**Work to complete**: Your task is to write out all of the records once more, exactly.

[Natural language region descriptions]
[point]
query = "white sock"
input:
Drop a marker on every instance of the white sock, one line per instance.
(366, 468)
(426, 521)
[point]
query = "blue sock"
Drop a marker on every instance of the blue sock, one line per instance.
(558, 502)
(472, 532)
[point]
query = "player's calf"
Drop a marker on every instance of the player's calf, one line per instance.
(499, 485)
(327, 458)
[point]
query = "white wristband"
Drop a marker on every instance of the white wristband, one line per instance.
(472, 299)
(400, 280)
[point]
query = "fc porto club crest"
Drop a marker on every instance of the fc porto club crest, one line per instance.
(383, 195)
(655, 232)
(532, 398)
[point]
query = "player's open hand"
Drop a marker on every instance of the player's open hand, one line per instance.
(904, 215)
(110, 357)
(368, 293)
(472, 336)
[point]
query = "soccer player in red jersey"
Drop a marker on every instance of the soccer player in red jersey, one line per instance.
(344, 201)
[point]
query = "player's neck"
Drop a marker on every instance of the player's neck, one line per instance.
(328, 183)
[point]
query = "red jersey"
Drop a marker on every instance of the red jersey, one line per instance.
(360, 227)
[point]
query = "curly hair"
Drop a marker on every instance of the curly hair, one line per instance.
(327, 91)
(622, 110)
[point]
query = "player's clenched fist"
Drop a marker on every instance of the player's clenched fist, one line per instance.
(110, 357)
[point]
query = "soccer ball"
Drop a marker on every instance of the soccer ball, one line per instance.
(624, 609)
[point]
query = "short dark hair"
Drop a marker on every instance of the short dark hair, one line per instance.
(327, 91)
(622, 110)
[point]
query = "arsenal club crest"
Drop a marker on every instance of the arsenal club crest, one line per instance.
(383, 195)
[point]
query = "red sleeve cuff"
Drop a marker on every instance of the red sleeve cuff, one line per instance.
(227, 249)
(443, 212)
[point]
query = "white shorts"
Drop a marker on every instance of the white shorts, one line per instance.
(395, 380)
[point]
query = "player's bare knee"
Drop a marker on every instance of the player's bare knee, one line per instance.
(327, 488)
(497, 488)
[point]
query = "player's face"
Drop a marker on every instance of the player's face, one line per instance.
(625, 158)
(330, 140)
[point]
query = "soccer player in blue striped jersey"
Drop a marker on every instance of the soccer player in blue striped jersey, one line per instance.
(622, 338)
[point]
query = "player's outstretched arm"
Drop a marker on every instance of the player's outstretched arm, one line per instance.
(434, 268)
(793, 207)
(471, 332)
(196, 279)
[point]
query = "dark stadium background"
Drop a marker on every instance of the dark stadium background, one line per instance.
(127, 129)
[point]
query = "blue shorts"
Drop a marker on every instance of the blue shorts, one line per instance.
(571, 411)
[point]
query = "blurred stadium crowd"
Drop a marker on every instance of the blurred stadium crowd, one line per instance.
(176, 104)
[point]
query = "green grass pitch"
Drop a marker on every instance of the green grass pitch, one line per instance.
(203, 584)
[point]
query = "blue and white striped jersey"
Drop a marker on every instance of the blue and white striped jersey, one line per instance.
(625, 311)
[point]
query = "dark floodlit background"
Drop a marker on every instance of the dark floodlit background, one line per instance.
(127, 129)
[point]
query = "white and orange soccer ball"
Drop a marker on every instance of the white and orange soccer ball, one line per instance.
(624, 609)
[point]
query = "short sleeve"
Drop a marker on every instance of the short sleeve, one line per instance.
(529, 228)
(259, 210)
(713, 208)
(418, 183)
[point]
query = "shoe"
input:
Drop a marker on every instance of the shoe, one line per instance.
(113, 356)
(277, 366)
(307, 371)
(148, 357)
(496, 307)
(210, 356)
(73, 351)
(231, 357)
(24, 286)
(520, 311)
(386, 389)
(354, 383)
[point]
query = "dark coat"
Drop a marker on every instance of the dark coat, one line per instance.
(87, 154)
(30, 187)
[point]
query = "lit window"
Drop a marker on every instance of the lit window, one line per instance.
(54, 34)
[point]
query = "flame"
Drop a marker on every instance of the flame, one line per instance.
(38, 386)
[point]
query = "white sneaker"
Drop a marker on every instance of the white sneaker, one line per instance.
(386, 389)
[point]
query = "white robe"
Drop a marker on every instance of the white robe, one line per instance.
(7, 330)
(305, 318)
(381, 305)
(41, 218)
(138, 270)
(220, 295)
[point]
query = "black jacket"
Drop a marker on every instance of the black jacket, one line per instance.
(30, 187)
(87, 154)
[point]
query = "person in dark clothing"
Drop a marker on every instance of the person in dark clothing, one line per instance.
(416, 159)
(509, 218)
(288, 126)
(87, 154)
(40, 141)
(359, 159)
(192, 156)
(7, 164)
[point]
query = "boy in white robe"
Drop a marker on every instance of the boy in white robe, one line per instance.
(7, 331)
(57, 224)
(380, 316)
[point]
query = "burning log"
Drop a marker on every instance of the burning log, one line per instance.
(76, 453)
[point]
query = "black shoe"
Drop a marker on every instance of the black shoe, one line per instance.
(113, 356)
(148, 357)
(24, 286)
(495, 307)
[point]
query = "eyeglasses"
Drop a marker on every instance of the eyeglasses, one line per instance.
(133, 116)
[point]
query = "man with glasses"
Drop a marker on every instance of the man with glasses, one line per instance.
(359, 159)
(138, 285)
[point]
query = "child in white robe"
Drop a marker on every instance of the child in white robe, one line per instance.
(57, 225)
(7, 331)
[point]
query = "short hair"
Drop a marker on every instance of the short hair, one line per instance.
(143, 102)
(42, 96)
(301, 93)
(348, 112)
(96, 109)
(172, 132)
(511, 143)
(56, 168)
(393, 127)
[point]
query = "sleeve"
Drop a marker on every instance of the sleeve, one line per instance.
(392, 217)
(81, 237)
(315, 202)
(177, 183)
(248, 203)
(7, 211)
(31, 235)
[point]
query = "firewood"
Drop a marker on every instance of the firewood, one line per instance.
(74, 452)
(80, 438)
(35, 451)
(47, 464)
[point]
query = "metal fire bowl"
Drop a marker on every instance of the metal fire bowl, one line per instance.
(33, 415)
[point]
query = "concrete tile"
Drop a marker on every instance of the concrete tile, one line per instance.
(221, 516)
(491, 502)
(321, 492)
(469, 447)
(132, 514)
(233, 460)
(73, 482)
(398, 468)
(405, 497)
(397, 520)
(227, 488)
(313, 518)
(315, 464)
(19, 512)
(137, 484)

**Written solution**:
[point]
query = "white sock"
input:
Drop a marker on every instance of the white sock, one line per instance.
(366, 468)
(426, 521)
[point]
query = "blue sock"
Drop a marker on every instance of the blue sock, one line per instance.
(558, 502)
(472, 532)
[point]
query = "player's calf"
Drop a marker on every instance of the player's calf, one line per instance.
(499, 485)
(327, 458)
[point]
query = "white wristband"
Drop a marker on every instance of the white wristband, one line per instance.
(472, 299)
(400, 280)
[point]
query = "fc porto club crest"
Drop a marker on every instance of the fc porto club crest, one line per instance.
(383, 195)
(655, 232)
(532, 398)
[point]
query = "player's open hand"
Drop a marker on every instance of the player's open hand, one line per instance.
(904, 215)
(110, 357)
(368, 293)
(472, 336)
[point]
query = "soccer player in red jersey"
Drop a marker on every instance of the soccer player in red jersey, one line per instance.
(344, 201)
[point]
query = "player's neck"
Drop a marker on every instance of the player's neck, one line per instance.
(328, 183)
[point]
query = "red jersey"
Drop a marker on every instance of the red jersey, one line per instance.
(360, 227)
[point]
query = "curly hair"
Drop a marker on every instance of the curly hair, one line per instance.
(327, 91)
(622, 110)
[point]
query = "player's clenched fist"
Drop a marker on every instance of the player's clenched fist, one line per instance.
(110, 357)
[point]
query = "soccer ball"
Drop a marker on every instance of the soccer ball, one line per instance.
(624, 609)
[point]
query = "short dark hair"
Drop a marker on every instance of the short dark hair, one line per instance.
(327, 91)
(622, 110)
[point]
query = "arsenal club crest"
Drop a marker on every instance of the arsenal club crest, one line per instance.
(383, 195)
[point]
query = "red sleeve cuff"
Drop a marker on every instance of the red sleeve cuff, one line per instance.
(227, 249)
(443, 212)
[point]
query = "white shorts"
Drop a marker on every instance of the white shorts, one line per instance.
(395, 380)
[point]
query = "player's bare knee"
Drop a marker on every instance of the player's bare knee, one line per instance.
(327, 488)
(497, 488)
[point]
query = "player's face"
Drop a marker on every instance of the player's face, one line per instance.
(625, 158)
(330, 140)
[point]
query = "soccer player in blue striped jersey"
Drop a marker on every instance of the soccer player in blue striped jersey, one line per instance.
(622, 338)
[point]
query = "player's outstretched arm"
Drop a marker on every instance of the player's outstretched arm, one line per instance.
(434, 268)
(793, 207)
(471, 332)
(196, 279)
[point]
query = "dark stadium background"
Drop a marker on every instance of the dark stadium background, one line per instance.
(127, 129)
[point]
query = "blue shorts"
Drop a marker on every instance of the blue shorts, one line per instance.
(571, 411)
[point]
query = "blurred stadium crowd"
Drop a marker on every instance of the blurred stadium crowd, one line per instance.
(176, 104)
[point]
query = "green grass pitch"
Drop a marker on every instance of the green grass pitch, one line per instance.
(203, 584)
[point]
query = "blue and white striped jersey"
Drop a marker on every instance of the blue and white striped jersey, one line per instance.
(625, 311)
[point]
query = "dark floodlit background"
Drop a marker on every instance of the dark floodlit background, one line per instance.
(127, 129)
[point]
query = "white and orange soccer ball"
Drop a marker on every instance of the white and orange soccer ball, one line per instance.
(624, 609)
[point]
query = "short sleeve"
Drop a marker on every instance of the short sleeve, one line per instance.
(529, 228)
(259, 210)
(713, 208)
(418, 183)
[point]
query = "shoe"
input:
Drop a marker on every instance of the shoe, one line per instance.
(113, 356)
(277, 366)
(307, 371)
(148, 357)
(496, 307)
(210, 356)
(73, 351)
(231, 357)
(24, 286)
(520, 311)
(386, 389)
(354, 383)
[point]
query = "dark coat"
Drop a marker on every instance of the dark coat, one line per instance.
(87, 154)
(30, 187)
[point]
query = "lit window"
Drop a marker on every instance of the lit window, one line per instance.
(54, 34)
[point]
query = "flame"
Drop a marker on every instance of the flame, one line per instance.
(38, 386)
[point]
query = "white sneaker"
Drop a marker on every instance of the white sneaker, one line per instance.
(386, 389)
[point]
query = "white robe"
Drop a marker on every instance of the white robe, one line per instance.
(7, 330)
(305, 318)
(381, 305)
(41, 218)
(138, 270)
(220, 295)
[point]
query = "black jacket"
Drop a marker on every instance of the black jacket, one line per instance.
(30, 187)
(87, 154)
[point]
query = "person in dark clothing"
Drop a marker on every instance of the person in dark clothing, one line per instance.
(416, 159)
(509, 218)
(288, 126)
(87, 154)
(40, 141)
(359, 159)
(192, 156)
(7, 164)
[point]
query = "boy in white robe"
Drop a marker on every instance of the boy in white robe, one line per instance.
(7, 331)
(57, 224)
(380, 316)
[point]
query = "burning log"
Drop a marker on every instance of the burning log, one line per instance.
(76, 453)
[point]
query = "black shoe"
Drop a marker on every instance of the black shoe, one line per instance.
(113, 356)
(148, 357)
(24, 286)
(495, 307)
[point]
query = "eyeglasses"
Drop a marker on every instance of the eyeglasses, one line per instance.
(133, 116)
[point]
query = "man with glasses"
Drop a marker on every instance of the man with glasses, one line per instance.
(359, 159)
(138, 285)
[point]
query = "child in white robe"
Drop a marker on every instance of the child in white robe, one line per instance.
(57, 225)
(7, 331)
[point]
query = "short hair"
Drop a marker on every instance of the short hair, one line per instance.
(143, 102)
(42, 96)
(301, 93)
(348, 112)
(96, 109)
(172, 132)
(511, 143)
(56, 168)
(393, 127)
[point]
query = "sleeve"
Drop a marker on every instance of the sleeve, one line per instance.
(392, 217)
(81, 237)
(315, 202)
(177, 183)
(248, 203)
(7, 211)
(31, 235)
[point]
query = "firewood"
Drop a marker on every instance of the firewood, one line per instance.
(74, 452)
(80, 438)
(35, 451)
(47, 464)
[point]
query = "metal fire bowl"
Drop a marker on every instance of the metal fire bowl, one line per instance.
(33, 415)
[point]
query = "concrete tile"
Drop a marker on every instance of the concrete tile, one line per instance.
(221, 516)
(491, 502)
(321, 492)
(469, 447)
(132, 514)
(233, 460)
(73, 482)
(398, 468)
(405, 497)
(397, 520)
(227, 488)
(313, 518)
(315, 464)
(19, 512)
(137, 484)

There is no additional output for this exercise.